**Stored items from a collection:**

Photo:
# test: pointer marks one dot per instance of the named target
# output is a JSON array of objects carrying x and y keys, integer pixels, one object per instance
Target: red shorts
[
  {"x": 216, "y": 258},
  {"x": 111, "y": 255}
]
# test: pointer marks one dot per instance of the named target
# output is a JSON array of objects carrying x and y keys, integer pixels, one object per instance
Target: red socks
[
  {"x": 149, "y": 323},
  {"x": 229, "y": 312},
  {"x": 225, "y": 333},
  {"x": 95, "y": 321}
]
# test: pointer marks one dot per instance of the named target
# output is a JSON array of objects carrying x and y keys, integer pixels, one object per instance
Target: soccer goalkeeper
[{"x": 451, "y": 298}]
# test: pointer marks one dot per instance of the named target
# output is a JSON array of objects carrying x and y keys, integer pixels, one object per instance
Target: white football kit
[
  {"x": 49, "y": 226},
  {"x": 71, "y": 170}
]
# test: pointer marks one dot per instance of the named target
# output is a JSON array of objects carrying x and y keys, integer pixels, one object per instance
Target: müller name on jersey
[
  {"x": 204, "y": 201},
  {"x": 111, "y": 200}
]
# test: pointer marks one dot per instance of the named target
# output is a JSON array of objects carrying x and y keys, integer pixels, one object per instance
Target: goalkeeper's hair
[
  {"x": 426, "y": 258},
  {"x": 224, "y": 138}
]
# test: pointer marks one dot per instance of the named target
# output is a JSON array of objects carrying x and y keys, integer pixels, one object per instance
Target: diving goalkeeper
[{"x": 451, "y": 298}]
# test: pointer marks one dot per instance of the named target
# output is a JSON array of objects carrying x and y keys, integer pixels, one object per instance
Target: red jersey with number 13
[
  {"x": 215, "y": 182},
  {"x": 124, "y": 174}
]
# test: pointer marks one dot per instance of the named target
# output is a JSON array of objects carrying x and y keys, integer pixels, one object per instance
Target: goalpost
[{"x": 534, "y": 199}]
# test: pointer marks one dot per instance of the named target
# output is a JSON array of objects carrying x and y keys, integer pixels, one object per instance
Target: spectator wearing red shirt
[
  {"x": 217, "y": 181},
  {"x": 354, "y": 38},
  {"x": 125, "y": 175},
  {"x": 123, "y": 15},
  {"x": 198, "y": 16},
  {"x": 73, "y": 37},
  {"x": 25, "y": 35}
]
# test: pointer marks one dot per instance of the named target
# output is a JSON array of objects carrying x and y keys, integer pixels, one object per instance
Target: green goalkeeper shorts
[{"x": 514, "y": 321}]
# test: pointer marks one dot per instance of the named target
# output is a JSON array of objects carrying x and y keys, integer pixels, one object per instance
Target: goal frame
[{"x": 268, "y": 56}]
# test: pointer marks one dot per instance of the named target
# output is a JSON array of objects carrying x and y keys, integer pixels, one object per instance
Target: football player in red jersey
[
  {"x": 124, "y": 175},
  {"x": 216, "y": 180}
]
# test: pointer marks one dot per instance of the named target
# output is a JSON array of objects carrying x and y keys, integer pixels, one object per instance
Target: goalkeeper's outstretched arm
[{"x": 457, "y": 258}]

**Required action:** Quote each line above in full, word for word.

**Answer area:**
Photo:
# test: pointer marks one dot per instance of the named target
# output is a JSON array of objects carrying x and y keys, integer pixels, one object per instance
Target: red shorts
[
  {"x": 216, "y": 258},
  {"x": 111, "y": 255}
]
# test: pointer marks one dot per instance of the named target
# output is a JSON array of objects carrying x and y keys, integer pixels, one object per instance
Target: red socks
[
  {"x": 149, "y": 323},
  {"x": 229, "y": 312},
  {"x": 225, "y": 333},
  {"x": 95, "y": 321}
]
# test: pointer marks one dot per instance of the named target
# output is a JSON array of objects carrying x and y keys, integer pixels, one object per instance
Target: soccer goalkeeper
[{"x": 451, "y": 298}]
# test: pointer marks one dot per instance of the named target
# output is a JSON array of objects carrying x and y keys, integer pixels, one object per instance
Target: white football kit
[
  {"x": 49, "y": 226},
  {"x": 71, "y": 170}
]
# test: pointer marks one dot per instance of the named target
# output is a JSON array of objects carrying x and y keys, integer pixels, one object per instance
Target: müller name on jersey
[
  {"x": 204, "y": 201},
  {"x": 111, "y": 200}
]
# test: pointer marks one dot per instance of the named target
# output is a JSON array of objects carrying x and y keys, integer pixels, one object per instance
Target: goalkeeper's hair
[
  {"x": 426, "y": 258},
  {"x": 224, "y": 138}
]
# test: pointer marks one dot per instance of the named target
# output is a JSON array of objects carrying x and y keys, integer pixels, one object per instance
Target: diving goalkeeper
[{"x": 451, "y": 298}]
# test: pointer marks one dot per instance of the named target
# output is a JSON array of objects carrying x and y keys, integer pixels, one object per instance
Target: red jersey with number 13
[
  {"x": 215, "y": 182},
  {"x": 124, "y": 174}
]
# test: pointer marks one dot per instance of the named target
# output is a JSON array of objects carrying x and y keys, integer pixels, one object per instance
Target: goalpost
[{"x": 534, "y": 199}]
# test: pointer marks one dot per instance of the named target
# output is a JSON array of objects carrying x and y keys, integer pixels, one object per instance
Target: spectator wearing red shirt
[
  {"x": 217, "y": 181},
  {"x": 354, "y": 38},
  {"x": 125, "y": 175},
  {"x": 123, "y": 15},
  {"x": 198, "y": 16},
  {"x": 73, "y": 37},
  {"x": 25, "y": 35}
]
# test: pointer marks one dot per instance of the named target
# output is a JSON array of objects carrying x and y keys, integer pixels, one object per instance
Target: green goalkeeper shorts
[{"x": 514, "y": 321}]
# test: pointer marks one dot per instance of the named target
# output is a JSON array of objects carrying x and y keys, integer pixels, one object per instance
Target: goal frame
[{"x": 268, "y": 56}]
# test: pointer marks one dot per instance of the named target
# output is a JSON array of objects carrying x and y keys, integer pixels, one object per instance
Target: football player in red jersey
[
  {"x": 124, "y": 175},
  {"x": 216, "y": 180}
]
# test: pointer marks one dot per instance of the named target
# output is a JSON array of objects carrying x and y keys, integer pixels, one object per instance
Target: goalkeeper's outstretched arm
[{"x": 457, "y": 258}]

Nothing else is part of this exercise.